Output every line of the entries below without any changes, leaving out the pictures.

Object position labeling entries
↓↓↓

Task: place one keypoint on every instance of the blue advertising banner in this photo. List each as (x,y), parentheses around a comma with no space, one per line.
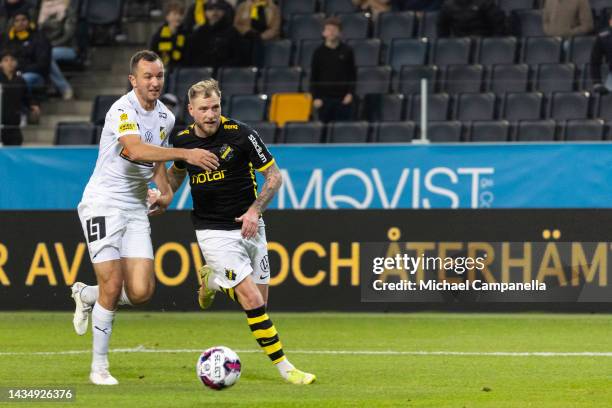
(556,175)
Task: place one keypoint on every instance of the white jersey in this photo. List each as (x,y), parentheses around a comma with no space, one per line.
(117,180)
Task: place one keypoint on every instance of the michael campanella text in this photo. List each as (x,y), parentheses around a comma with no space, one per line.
(435,285)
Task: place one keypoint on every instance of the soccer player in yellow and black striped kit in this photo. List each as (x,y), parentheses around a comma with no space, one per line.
(227,216)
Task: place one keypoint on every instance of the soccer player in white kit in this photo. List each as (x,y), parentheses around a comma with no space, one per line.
(113,210)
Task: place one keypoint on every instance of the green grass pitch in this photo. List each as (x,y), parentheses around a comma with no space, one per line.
(336,347)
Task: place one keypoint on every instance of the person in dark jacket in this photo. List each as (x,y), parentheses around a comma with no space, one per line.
(170,40)
(217,43)
(333,75)
(15,100)
(32,49)
(464,18)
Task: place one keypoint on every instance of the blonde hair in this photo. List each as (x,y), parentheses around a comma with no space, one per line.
(204,88)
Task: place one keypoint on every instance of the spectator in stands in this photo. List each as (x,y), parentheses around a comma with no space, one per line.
(602,49)
(373,6)
(57,19)
(196,14)
(15,100)
(32,49)
(567,17)
(217,43)
(333,75)
(257,21)
(465,18)
(169,41)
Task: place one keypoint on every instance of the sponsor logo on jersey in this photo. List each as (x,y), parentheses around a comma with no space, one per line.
(258,149)
(208,176)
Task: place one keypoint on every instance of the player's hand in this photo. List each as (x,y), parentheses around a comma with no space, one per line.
(202,158)
(250,223)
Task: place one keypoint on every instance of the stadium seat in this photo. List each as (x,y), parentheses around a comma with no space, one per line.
(542,50)
(411,76)
(497,50)
(522,106)
(332,7)
(509,78)
(437,107)
(373,80)
(489,131)
(584,130)
(277,53)
(306,26)
(392,25)
(407,51)
(527,23)
(536,131)
(281,79)
(463,78)
(290,107)
(348,132)
(366,51)
(395,132)
(74,133)
(182,79)
(383,107)
(248,107)
(266,131)
(569,105)
(444,132)
(237,80)
(475,106)
(555,78)
(307,132)
(451,51)
(101,105)
(355,25)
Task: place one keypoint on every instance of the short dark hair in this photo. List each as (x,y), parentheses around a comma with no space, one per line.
(146,55)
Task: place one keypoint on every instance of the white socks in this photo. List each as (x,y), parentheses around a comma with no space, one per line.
(101,327)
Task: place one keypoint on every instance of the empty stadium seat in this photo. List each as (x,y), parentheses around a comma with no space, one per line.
(281,79)
(463,78)
(347,132)
(509,78)
(536,131)
(366,51)
(489,131)
(451,51)
(101,105)
(248,107)
(373,80)
(475,106)
(497,50)
(237,80)
(277,53)
(569,105)
(522,106)
(542,50)
(395,132)
(307,132)
(407,51)
(74,133)
(584,130)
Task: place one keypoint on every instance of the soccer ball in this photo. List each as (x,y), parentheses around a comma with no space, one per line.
(218,367)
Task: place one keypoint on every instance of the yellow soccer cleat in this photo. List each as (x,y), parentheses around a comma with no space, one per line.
(298,377)
(205,296)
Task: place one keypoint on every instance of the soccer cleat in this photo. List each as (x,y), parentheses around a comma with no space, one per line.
(81,310)
(298,377)
(102,377)
(205,296)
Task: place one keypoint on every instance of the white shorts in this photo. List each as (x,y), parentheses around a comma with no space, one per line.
(233,258)
(112,233)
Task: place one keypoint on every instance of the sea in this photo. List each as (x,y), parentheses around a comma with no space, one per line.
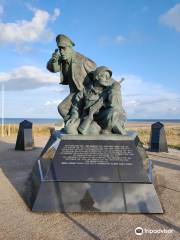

↑↑↑

> [EXERCISE RESPONSE]
Task: place one keypoint on every instance of the blue advertising banner in this photo. List each as (x,y), parentheses around a comma with no space, one per line.
(556,175)
Task: place one keypoint on every instance of the white jersey in this photo. List each as (x,y), parentheses around a comma with no space, one per line.
(117,180)
Task: place one keypoint on every instance of the michael campanella text in this photo. List each as (x,y), parentheses around a comma with no space, one per line.
(435,285)
Task: place one keypoint on every instance of the soccer player in yellow and black striped kit in this photo. List each as (x,y), parentheses around a comma with no space, one per line.
(227,216)
Task: place one keypoint on every instance of the soccer player in white kit in this photo. List each as (x,y), parentheses around a comma with no space, one per line.
(113,210)
Task: place one keypoint on every instance of the green grass pitch in this photo. List each as (x,y), parentheses around a comma with no space, one per line.
(336,347)
Task: place one keypoint on every instance of the person in dark jacket in this photo. List each as (x,y), parentheses around a comma with no space, one per line.
(170,40)
(217,43)
(333,75)
(15,100)
(32,49)
(464,18)
Task: place one keypoint on every instance of the blonde hair in this photo. List each as (x,y), parentheses around a comma with no space, one per line.
(204,88)
Task: place one keypoint on every instance of the spectator in stands in this photo. List each as (x,y), parentheses around a comma with no space, one per line.
(602,49)
(373,6)
(57,19)
(196,14)
(15,100)
(32,49)
(567,17)
(217,43)
(333,75)
(257,21)
(465,18)
(169,41)
Task: place one keypoint on every instance of the sponsor logo on jersey in this photo. List each as (x,y), parentheses around a comma with no space, one per line.
(258,149)
(208,176)
Task: place one keypoint on every instance of the player's hand in this photo. List each as (x,y), parentheses around a comma with no space, one per line.
(202,158)
(250,223)
Task: place one keypoint on every instance of the stadium seat in this photo. List each as (x,y), parentheses around a comma with no space, one per line.
(542,50)
(411,76)
(497,50)
(522,106)
(332,7)
(509,78)
(437,107)
(373,80)
(489,131)
(584,130)
(277,53)
(306,26)
(392,25)
(407,51)
(527,23)
(536,131)
(281,79)
(463,78)
(290,107)
(348,132)
(366,51)
(395,132)
(74,133)
(182,79)
(383,107)
(248,107)
(266,131)
(569,105)
(444,132)
(237,80)
(475,106)
(555,78)
(307,132)
(451,51)
(101,105)
(355,25)
Task: place one keypoint on every instance of the short dark hair in this photo. List each as (x,y), parentheses around a comma with no space, one per line.
(146,55)
Task: place one keypoint on every instance of the white socks in this photo. List each as (x,y), parentheses around a comma with no space, one per line.
(101,327)
Task: place one keypoint on every instance of the empty stadium seat in this photo. List each as (x,y), parentheses around a comma with no space, one per line.
(281,79)
(463,78)
(347,132)
(509,78)
(536,131)
(366,51)
(489,131)
(451,51)
(101,105)
(248,107)
(373,80)
(475,106)
(497,50)
(237,80)
(277,53)
(569,105)
(522,106)
(542,50)
(395,132)
(307,132)
(407,51)
(74,133)
(584,130)
Task: place one keypoint on every instance of the soccer ball in this photo. List each as (x,y), parentheses around a comma with no space, one per line.
(218,367)
Task: place one keypoint on every instance of the yellow soccer cleat in this photo. List each as (x,y), parentheses around a comma with no space, one per line.
(298,377)
(205,296)
Task: place one keypoint on every instance of the soccer cleat in this photo. List each as (x,y), parentheses around a comma with no space, one per line.
(81,310)
(298,377)
(102,377)
(205,296)
Task: place one keypoint on every instance of the white shorts in this photo. List each as (x,y), parentheses around a comma with no space, one per line.
(233,258)
(112,233)
Task: place one keypoint on every instance of the sea in this photo. List each as (x,y), parentheses around a comma with no space, one per line.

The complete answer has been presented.